◆ **EXCERPTED PASSAGE**
--- Begin ---
Tuesday, May 25, 2010

weeknight dinner: eggs in purgatory casserole

there are certain things that don't have immediate appeal to me. casseroles are one of these things. and it undoubtedly has to do with what was cooked in my house when i was growing up. (lots of spaghetti but never ever meatloaf. got it?)

so when i received my march issue of bon appetit and saw a casserole feature, i first flipped straight past. until the pictures distracted me and i realized how delicious they looked. these weren't your standard tuna noodle casserole (no, i've never had one). and although i wanted to make them all, there was one that particularly caught my eye: eggs in purgatory. a of all, it featured many things i like (eggs, artichokes and parmesean) and b of all, it seemed pretty straightforward. a perfect weeknight meal, if you will. or even better, a perfect roomie meal entree. this is exactly why i file away recipes for later use.


and even though this dish incorporated things i'm not so fond of (okay, one thing: potatoes) it allowed me to knock off some more of those csa potatoes. yes, they're still around. in a nutshell: comfort food at its finest. yum yum.


eggs in purgatory
from bon appetit

  • 3 tablespoons extra-virgin olive oil
  • 1 1/2 cups chopped onion
  • 2 teaspoons chopped fresh thyme
  • 1/2 teaspoon dried crushed red pepper
  • coarse kosher salt
  • 1 8- to 10-ounce package frozen artichoke hearts, thawed, drained
  • 2 garlic cloves, minced
  • 1 28-ounce can diced tomatoes in juice (preferably fire-roasted)
  • 8 ounces red-skinned or white-skinned potatoes, peeled, cut into 1/2-inch cubes
  • 2 tablespoons drained capers
  • 8 large eggs
  • 1/3 cup freshly grated Parmesan cheese
  • heat olive oil in heavy large skillet over medium heat. add onion, thyme, and red pepper; sprinkle lightly with coarse kosher salt and sauté until onion is tender and golden brown, about 10 minutes. add artichokes and minced garlic; stir 1 minute. stir in diced tomatoes with juice and bring to boil. reduce heat; cover skillet and simmer 15 minutes to allow flavors to blend.
--- End ---
◆ **RAW RECORDS**
--- Begin ---
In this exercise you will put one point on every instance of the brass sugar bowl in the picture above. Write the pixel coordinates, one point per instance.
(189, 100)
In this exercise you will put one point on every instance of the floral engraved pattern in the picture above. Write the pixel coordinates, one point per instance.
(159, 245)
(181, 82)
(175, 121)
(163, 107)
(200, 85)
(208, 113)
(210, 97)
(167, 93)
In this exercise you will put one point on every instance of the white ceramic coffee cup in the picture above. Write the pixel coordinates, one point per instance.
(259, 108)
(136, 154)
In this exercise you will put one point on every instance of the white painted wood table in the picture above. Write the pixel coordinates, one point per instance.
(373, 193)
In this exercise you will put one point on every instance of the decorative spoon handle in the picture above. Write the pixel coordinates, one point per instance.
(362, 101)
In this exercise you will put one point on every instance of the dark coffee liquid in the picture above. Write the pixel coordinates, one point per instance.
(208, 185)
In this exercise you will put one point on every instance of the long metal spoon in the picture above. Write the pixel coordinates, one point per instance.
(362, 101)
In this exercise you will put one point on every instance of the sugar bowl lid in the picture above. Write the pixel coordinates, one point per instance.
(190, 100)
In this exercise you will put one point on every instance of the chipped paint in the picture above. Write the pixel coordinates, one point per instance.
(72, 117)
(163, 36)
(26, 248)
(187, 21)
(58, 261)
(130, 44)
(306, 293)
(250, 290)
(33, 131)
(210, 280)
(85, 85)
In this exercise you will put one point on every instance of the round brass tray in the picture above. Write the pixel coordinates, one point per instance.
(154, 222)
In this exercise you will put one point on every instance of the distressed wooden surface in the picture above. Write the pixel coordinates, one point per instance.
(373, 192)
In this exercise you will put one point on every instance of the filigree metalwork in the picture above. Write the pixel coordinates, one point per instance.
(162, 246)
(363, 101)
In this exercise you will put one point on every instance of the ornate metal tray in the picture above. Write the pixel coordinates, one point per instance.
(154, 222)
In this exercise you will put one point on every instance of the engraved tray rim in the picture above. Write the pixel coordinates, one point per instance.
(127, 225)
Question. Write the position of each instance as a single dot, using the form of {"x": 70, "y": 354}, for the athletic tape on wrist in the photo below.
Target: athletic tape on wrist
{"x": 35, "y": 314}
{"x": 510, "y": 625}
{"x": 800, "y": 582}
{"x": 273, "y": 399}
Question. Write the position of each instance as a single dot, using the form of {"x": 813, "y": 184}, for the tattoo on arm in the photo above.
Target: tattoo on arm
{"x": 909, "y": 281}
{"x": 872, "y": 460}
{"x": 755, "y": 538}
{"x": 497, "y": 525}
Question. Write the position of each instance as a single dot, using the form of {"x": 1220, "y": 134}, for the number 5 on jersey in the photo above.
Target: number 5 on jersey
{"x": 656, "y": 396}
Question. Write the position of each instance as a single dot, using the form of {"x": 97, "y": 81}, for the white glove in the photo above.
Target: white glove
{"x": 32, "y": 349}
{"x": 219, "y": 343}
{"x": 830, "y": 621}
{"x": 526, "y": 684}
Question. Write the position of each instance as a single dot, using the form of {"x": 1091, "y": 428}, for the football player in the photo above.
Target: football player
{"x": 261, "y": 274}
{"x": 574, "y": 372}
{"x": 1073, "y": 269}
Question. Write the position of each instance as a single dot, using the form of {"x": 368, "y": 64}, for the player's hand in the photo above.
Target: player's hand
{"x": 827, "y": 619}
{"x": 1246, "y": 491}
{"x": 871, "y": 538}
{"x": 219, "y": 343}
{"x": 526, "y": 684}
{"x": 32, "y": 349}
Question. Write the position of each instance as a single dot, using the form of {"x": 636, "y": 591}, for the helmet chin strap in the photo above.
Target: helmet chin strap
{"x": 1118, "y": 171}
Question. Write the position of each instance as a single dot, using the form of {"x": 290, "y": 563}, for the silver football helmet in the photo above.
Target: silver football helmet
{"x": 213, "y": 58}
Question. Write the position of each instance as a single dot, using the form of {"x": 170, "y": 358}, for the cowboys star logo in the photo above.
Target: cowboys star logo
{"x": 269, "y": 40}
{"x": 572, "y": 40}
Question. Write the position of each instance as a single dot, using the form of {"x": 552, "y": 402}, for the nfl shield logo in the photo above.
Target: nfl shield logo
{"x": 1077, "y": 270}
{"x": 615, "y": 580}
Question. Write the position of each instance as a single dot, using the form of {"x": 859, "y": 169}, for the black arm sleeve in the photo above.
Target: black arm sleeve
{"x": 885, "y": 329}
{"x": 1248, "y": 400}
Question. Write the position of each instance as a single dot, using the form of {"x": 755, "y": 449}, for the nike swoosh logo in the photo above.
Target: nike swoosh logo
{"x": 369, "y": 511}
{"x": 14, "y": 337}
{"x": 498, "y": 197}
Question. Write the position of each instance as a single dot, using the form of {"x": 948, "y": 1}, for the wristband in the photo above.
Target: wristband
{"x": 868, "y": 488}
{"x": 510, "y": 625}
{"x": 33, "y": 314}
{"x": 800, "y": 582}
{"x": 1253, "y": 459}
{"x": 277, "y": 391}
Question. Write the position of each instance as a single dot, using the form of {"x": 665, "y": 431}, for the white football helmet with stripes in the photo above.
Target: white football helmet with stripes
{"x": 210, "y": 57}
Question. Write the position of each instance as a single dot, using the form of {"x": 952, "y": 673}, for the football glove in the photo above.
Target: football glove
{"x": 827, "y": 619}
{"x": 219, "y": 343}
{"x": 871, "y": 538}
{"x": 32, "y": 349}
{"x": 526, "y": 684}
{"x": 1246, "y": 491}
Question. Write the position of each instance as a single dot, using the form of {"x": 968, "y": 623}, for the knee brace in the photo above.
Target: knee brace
--- End ---
◆ **TASKS**
(A) Transcribe the eggs in purgatory post, beginning at the words "so when i received" and stopping after "finest. yum yum.".
(B) In the eggs in purgatory post, why did that casserole catch the writer's eye more than the others in the magazine feature?

◆ **RESULTS FOR THE EXERCISE**
(A)
so when i received my march issue of bon appetit and saw a casserole feature, i first flipped straight past. until the pictures distracted me and i realized how delicious they looked. these weren't your standard tuna noodle casserole (no, i've never had one). and although i wanted to make them all, there was one that particularly caught my eye: eggs in purgatory. a of all, it featured many things i like (eggs, artichokes and parmesean) and b of all, it seemed pretty straightforward. a perfect weeknight meal, if you will. or even better, a perfect roomie meal entree. this is exactly why i file away recipes for later use.


and even though this dish incorporated things i'm not so fond of (okay, one thing: potatoes) it allowed me to knock off some more of those csa potatoes. yes, they're still around. in a nutshell: comfort food at its finest. yum yum.

(B) It featured many things the writer likes, including eggs and artichokes, and it seemed pretty straightforward. That made it a perfect weeknight meal.